Please find every line in the entries below that contains the string "positive", and copy it.

── Supplied material ──

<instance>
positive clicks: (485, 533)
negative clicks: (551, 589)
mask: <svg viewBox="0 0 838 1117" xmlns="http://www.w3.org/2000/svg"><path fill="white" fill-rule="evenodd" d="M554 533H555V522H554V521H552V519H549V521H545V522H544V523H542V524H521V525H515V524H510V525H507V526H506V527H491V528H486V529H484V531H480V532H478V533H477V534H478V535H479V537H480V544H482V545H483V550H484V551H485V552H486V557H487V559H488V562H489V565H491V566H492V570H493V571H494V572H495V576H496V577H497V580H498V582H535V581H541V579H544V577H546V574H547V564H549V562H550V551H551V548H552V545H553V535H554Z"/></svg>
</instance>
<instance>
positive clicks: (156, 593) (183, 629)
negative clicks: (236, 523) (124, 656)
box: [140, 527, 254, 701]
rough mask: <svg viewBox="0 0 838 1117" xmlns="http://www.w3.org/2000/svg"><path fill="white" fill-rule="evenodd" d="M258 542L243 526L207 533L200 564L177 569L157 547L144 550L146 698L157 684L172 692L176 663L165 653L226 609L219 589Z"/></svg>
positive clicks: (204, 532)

───

**Response**
positive clicks: (485, 533)
positive clicks: (156, 593) (183, 629)
positive clicks: (204, 532)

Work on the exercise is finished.